**Task requirements:**
Print the data below exactly, but only the lines from the one containing "mark: child in red" down to the one containing "mark: hooded jacket", inclusive.

*** Opening Information supplied ***

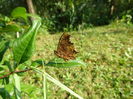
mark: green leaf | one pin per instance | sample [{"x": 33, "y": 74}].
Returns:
[
  {"x": 60, "y": 63},
  {"x": 10, "y": 28},
  {"x": 24, "y": 46},
  {"x": 19, "y": 12},
  {"x": 4, "y": 94},
  {"x": 3, "y": 47}
]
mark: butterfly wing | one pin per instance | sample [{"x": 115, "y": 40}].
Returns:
[{"x": 65, "y": 48}]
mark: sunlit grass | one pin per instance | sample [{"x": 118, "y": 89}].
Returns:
[{"x": 108, "y": 52}]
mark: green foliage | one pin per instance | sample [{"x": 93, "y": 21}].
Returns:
[
  {"x": 67, "y": 15},
  {"x": 15, "y": 59},
  {"x": 19, "y": 12},
  {"x": 24, "y": 46}
]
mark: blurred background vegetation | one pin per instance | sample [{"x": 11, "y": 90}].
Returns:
[{"x": 66, "y": 15}]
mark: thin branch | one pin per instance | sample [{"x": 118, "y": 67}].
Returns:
[{"x": 19, "y": 71}]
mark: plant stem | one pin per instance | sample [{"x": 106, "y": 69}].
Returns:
[{"x": 44, "y": 83}]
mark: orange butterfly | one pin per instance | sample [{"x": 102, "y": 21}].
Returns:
[{"x": 65, "y": 48}]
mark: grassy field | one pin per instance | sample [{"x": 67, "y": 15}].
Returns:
[{"x": 108, "y": 53}]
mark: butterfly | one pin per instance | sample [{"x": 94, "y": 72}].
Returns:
[{"x": 65, "y": 48}]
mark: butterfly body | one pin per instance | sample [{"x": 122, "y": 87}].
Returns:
[{"x": 65, "y": 48}]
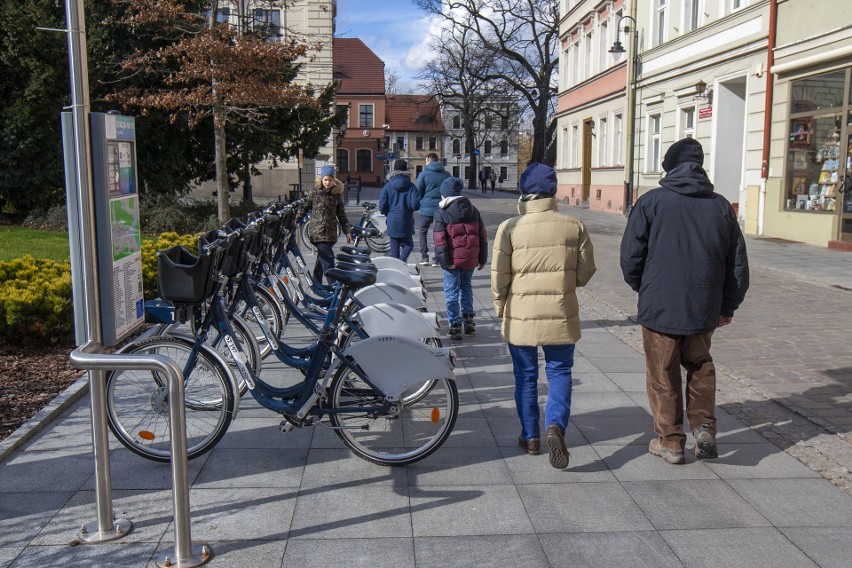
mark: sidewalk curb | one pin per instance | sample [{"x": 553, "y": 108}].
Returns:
[{"x": 44, "y": 417}]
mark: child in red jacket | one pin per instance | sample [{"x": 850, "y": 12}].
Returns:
[{"x": 461, "y": 245}]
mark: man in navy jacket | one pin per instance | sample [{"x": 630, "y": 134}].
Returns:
[{"x": 684, "y": 253}]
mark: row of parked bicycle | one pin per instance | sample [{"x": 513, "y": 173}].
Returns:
[{"x": 374, "y": 370}]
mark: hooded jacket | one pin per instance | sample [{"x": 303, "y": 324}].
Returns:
[
  {"x": 538, "y": 261},
  {"x": 429, "y": 185},
  {"x": 459, "y": 233},
  {"x": 398, "y": 201},
  {"x": 327, "y": 211},
  {"x": 683, "y": 251}
]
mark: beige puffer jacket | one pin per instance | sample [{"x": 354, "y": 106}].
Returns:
[{"x": 538, "y": 261}]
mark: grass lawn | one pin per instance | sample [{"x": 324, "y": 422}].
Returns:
[{"x": 18, "y": 241}]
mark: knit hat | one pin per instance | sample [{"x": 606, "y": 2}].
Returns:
[
  {"x": 451, "y": 187},
  {"x": 686, "y": 150},
  {"x": 538, "y": 179}
]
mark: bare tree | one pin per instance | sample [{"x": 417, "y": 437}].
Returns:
[{"x": 522, "y": 36}]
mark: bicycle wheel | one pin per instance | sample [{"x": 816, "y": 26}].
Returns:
[
  {"x": 138, "y": 401},
  {"x": 274, "y": 315},
  {"x": 404, "y": 433}
]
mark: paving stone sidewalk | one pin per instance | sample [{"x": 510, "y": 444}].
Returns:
[{"x": 263, "y": 499}]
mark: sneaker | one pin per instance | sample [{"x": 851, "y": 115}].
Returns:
[
  {"x": 469, "y": 325},
  {"x": 705, "y": 443},
  {"x": 559, "y": 455},
  {"x": 655, "y": 449}
]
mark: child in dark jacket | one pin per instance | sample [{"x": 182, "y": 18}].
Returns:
[
  {"x": 461, "y": 245},
  {"x": 399, "y": 200}
]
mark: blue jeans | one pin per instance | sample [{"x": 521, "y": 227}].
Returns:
[
  {"x": 559, "y": 361},
  {"x": 404, "y": 243},
  {"x": 458, "y": 293}
]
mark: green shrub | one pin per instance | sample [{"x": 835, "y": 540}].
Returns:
[{"x": 35, "y": 301}]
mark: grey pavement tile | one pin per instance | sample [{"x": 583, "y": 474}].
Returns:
[
  {"x": 828, "y": 547},
  {"x": 242, "y": 553},
  {"x": 129, "y": 471},
  {"x": 248, "y": 432},
  {"x": 236, "y": 514},
  {"x": 619, "y": 430},
  {"x": 641, "y": 549},
  {"x": 751, "y": 461},
  {"x": 797, "y": 502},
  {"x": 582, "y": 507},
  {"x": 476, "y": 551},
  {"x": 634, "y": 463},
  {"x": 338, "y": 467},
  {"x": 693, "y": 504},
  {"x": 151, "y": 512},
  {"x": 735, "y": 547},
  {"x": 471, "y": 431},
  {"x": 584, "y": 466},
  {"x": 468, "y": 510},
  {"x": 461, "y": 466},
  {"x": 53, "y": 470},
  {"x": 268, "y": 467},
  {"x": 629, "y": 382},
  {"x": 357, "y": 552},
  {"x": 114, "y": 555},
  {"x": 352, "y": 512},
  {"x": 24, "y": 515}
]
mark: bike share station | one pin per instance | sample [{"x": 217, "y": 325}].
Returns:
[{"x": 106, "y": 268}]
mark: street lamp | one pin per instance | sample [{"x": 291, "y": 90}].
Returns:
[{"x": 632, "y": 67}]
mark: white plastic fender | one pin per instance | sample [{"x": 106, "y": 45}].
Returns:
[
  {"x": 396, "y": 319},
  {"x": 395, "y": 277},
  {"x": 391, "y": 262},
  {"x": 383, "y": 292},
  {"x": 395, "y": 364}
]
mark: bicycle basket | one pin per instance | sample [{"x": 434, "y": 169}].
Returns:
[{"x": 183, "y": 278}]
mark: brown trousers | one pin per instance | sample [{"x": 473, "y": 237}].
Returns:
[{"x": 664, "y": 356}]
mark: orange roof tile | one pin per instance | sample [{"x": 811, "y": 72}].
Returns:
[
  {"x": 359, "y": 70},
  {"x": 413, "y": 113}
]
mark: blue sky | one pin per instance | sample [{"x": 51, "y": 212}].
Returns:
[{"x": 395, "y": 30}]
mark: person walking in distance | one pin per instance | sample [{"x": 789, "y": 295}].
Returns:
[
  {"x": 539, "y": 259},
  {"x": 399, "y": 200},
  {"x": 461, "y": 244},
  {"x": 683, "y": 251},
  {"x": 429, "y": 185},
  {"x": 327, "y": 212}
]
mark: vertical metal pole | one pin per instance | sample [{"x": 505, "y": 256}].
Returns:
[{"x": 105, "y": 528}]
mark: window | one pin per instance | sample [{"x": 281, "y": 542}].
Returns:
[
  {"x": 343, "y": 160},
  {"x": 660, "y": 22},
  {"x": 692, "y": 11},
  {"x": 268, "y": 23},
  {"x": 365, "y": 160},
  {"x": 655, "y": 128},
  {"x": 617, "y": 139},
  {"x": 365, "y": 116},
  {"x": 686, "y": 128},
  {"x": 602, "y": 131}
]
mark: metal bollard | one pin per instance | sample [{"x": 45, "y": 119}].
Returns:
[{"x": 91, "y": 357}]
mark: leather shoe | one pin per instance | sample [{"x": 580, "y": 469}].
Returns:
[
  {"x": 559, "y": 455},
  {"x": 531, "y": 446}
]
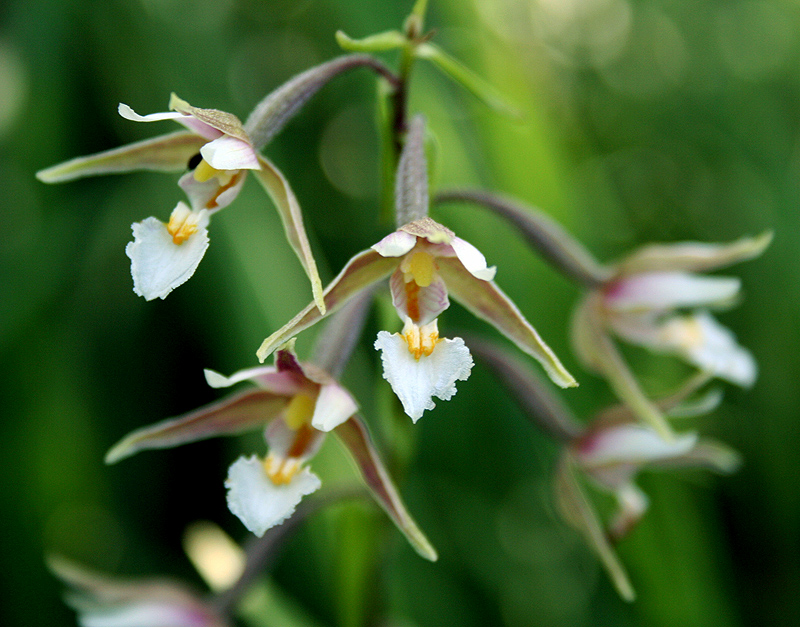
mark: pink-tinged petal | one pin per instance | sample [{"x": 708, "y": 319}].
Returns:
[
  {"x": 158, "y": 264},
  {"x": 288, "y": 208},
  {"x": 430, "y": 230},
  {"x": 420, "y": 304},
  {"x": 668, "y": 290},
  {"x": 265, "y": 377},
  {"x": 578, "y": 511},
  {"x": 230, "y": 153},
  {"x": 238, "y": 413},
  {"x": 299, "y": 444},
  {"x": 257, "y": 501},
  {"x": 363, "y": 270},
  {"x": 417, "y": 381},
  {"x": 705, "y": 343},
  {"x": 395, "y": 244},
  {"x": 334, "y": 406},
  {"x": 598, "y": 353},
  {"x": 210, "y": 194},
  {"x": 630, "y": 444},
  {"x": 354, "y": 435},
  {"x": 488, "y": 302},
  {"x": 223, "y": 122},
  {"x": 693, "y": 256},
  {"x": 165, "y": 153},
  {"x": 473, "y": 260}
]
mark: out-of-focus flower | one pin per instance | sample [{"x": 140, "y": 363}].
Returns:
[
  {"x": 425, "y": 262},
  {"x": 104, "y": 601},
  {"x": 645, "y": 302},
  {"x": 297, "y": 404}
]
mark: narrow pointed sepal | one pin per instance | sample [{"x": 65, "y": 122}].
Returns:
[
  {"x": 288, "y": 208},
  {"x": 165, "y": 153},
  {"x": 158, "y": 264},
  {"x": 230, "y": 416},
  {"x": 416, "y": 381},
  {"x": 257, "y": 501},
  {"x": 355, "y": 437},
  {"x": 577, "y": 510},
  {"x": 363, "y": 270},
  {"x": 488, "y": 302},
  {"x": 693, "y": 256}
]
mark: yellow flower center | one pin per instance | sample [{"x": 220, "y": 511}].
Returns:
[
  {"x": 182, "y": 223},
  {"x": 419, "y": 267},
  {"x": 205, "y": 172},
  {"x": 421, "y": 340}
]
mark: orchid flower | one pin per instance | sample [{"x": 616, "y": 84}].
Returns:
[
  {"x": 103, "y": 601},
  {"x": 610, "y": 454},
  {"x": 641, "y": 299},
  {"x": 426, "y": 263},
  {"x": 296, "y": 404},
  {"x": 219, "y": 151},
  {"x": 644, "y": 302}
]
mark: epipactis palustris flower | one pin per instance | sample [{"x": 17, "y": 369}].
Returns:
[
  {"x": 655, "y": 298},
  {"x": 105, "y": 601},
  {"x": 611, "y": 453},
  {"x": 219, "y": 154},
  {"x": 297, "y": 405},
  {"x": 426, "y": 262}
]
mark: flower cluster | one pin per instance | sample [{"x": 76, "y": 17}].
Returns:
[{"x": 655, "y": 298}]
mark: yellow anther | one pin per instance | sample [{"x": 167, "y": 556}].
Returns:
[
  {"x": 281, "y": 470},
  {"x": 300, "y": 411},
  {"x": 421, "y": 340},
  {"x": 204, "y": 172},
  {"x": 419, "y": 267},
  {"x": 182, "y": 223}
]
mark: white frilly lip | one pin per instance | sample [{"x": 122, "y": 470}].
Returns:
[
  {"x": 704, "y": 342},
  {"x": 257, "y": 501},
  {"x": 416, "y": 382},
  {"x": 395, "y": 244},
  {"x": 158, "y": 265},
  {"x": 473, "y": 260}
]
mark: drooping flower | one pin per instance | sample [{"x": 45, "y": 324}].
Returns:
[
  {"x": 296, "y": 405},
  {"x": 655, "y": 298},
  {"x": 104, "y": 601},
  {"x": 426, "y": 263},
  {"x": 219, "y": 150}
]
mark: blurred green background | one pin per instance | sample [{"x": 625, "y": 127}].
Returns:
[{"x": 665, "y": 120}]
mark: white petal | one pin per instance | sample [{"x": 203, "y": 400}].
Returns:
[
  {"x": 704, "y": 342},
  {"x": 416, "y": 381},
  {"x": 334, "y": 406},
  {"x": 472, "y": 259},
  {"x": 259, "y": 503},
  {"x": 632, "y": 444},
  {"x": 230, "y": 153},
  {"x": 395, "y": 244},
  {"x": 667, "y": 290},
  {"x": 158, "y": 265},
  {"x": 129, "y": 114}
]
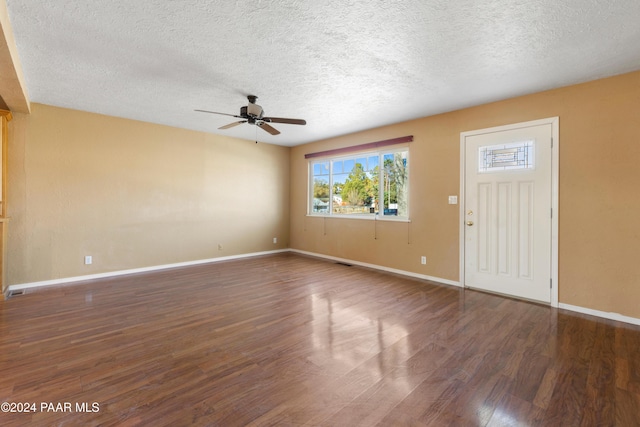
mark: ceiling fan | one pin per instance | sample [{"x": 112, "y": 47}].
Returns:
[{"x": 254, "y": 115}]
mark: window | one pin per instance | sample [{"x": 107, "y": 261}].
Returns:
[
  {"x": 504, "y": 157},
  {"x": 361, "y": 184}
]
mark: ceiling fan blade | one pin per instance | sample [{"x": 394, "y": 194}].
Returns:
[
  {"x": 284, "y": 120},
  {"x": 222, "y": 114},
  {"x": 230, "y": 125},
  {"x": 270, "y": 129}
]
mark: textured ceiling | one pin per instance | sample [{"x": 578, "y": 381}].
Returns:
[{"x": 344, "y": 66}]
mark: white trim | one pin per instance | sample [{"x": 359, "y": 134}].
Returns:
[
  {"x": 607, "y": 315},
  {"x": 379, "y": 267},
  {"x": 555, "y": 175},
  {"x": 67, "y": 280}
]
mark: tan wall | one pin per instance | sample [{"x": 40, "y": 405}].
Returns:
[
  {"x": 134, "y": 194},
  {"x": 599, "y": 237}
]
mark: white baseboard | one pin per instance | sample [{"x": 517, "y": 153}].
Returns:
[
  {"x": 379, "y": 267},
  {"x": 607, "y": 315},
  {"x": 67, "y": 280}
]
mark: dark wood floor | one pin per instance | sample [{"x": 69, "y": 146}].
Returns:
[{"x": 288, "y": 340}]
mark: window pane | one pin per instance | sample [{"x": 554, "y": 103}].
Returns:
[
  {"x": 337, "y": 167},
  {"x": 395, "y": 184},
  {"x": 365, "y": 184},
  {"x": 354, "y": 191},
  {"x": 320, "y": 202}
]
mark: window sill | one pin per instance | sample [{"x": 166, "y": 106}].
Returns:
[{"x": 362, "y": 217}]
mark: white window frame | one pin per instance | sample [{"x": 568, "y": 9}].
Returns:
[{"x": 365, "y": 153}]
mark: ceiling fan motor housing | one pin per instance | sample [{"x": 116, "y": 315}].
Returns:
[{"x": 254, "y": 110}]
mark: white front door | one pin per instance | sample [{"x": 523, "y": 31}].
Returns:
[{"x": 507, "y": 210}]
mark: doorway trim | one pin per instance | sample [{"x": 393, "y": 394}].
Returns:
[{"x": 555, "y": 175}]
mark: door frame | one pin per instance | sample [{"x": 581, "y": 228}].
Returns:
[{"x": 555, "y": 212}]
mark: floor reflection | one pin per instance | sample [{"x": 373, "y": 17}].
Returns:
[{"x": 358, "y": 338}]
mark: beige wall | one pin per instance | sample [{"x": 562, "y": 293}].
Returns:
[
  {"x": 599, "y": 237},
  {"x": 135, "y": 194}
]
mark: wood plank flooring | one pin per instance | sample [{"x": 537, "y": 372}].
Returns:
[{"x": 287, "y": 340}]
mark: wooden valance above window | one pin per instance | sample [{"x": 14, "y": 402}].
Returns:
[{"x": 361, "y": 147}]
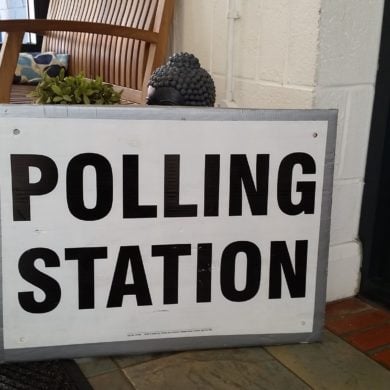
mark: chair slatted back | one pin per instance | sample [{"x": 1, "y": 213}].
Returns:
[{"x": 120, "y": 61}]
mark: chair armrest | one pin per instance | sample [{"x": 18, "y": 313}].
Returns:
[
  {"x": 15, "y": 30},
  {"x": 45, "y": 25}
]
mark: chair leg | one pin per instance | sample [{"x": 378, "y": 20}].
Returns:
[{"x": 8, "y": 59}]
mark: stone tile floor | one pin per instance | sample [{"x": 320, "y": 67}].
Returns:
[{"x": 354, "y": 354}]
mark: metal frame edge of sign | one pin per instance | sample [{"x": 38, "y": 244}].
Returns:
[{"x": 198, "y": 114}]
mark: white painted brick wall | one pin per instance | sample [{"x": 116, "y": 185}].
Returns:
[
  {"x": 275, "y": 48},
  {"x": 301, "y": 54},
  {"x": 347, "y": 65}
]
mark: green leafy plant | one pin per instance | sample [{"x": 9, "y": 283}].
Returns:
[{"x": 74, "y": 90}]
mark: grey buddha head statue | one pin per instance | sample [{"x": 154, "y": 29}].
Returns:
[{"x": 182, "y": 82}]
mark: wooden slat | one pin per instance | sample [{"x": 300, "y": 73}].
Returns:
[
  {"x": 121, "y": 40},
  {"x": 44, "y": 25},
  {"x": 19, "y": 94},
  {"x": 8, "y": 58}
]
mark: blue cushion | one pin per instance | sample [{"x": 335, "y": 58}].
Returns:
[{"x": 31, "y": 66}]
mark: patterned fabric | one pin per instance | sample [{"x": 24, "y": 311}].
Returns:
[{"x": 31, "y": 66}]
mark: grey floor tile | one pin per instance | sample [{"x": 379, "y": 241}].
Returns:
[
  {"x": 228, "y": 369},
  {"x": 332, "y": 364}
]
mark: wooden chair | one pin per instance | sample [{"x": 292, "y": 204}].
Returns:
[{"x": 122, "y": 41}]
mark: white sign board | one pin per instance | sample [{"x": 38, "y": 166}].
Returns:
[{"x": 141, "y": 233}]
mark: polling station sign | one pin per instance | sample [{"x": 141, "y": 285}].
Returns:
[{"x": 146, "y": 229}]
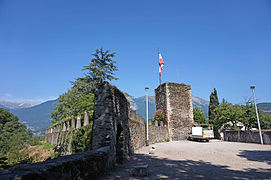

*** Closing Information supplied ***

**Exercise response:**
mark: child in red jacket | one pin per instance | sample [{"x": 850, "y": 12}].
Returns:
[{"x": 461, "y": 245}]
mark: man in navy jacket | one pin per instance | sample [{"x": 630, "y": 134}].
Returns:
[{"x": 684, "y": 253}]
mark: row of parked bicycle | one pin per instance | sample [{"x": 513, "y": 173}].
Returns:
[{"x": 374, "y": 370}]
mark: hooded jacket | one pin per instance | sample [{"x": 303, "y": 324}].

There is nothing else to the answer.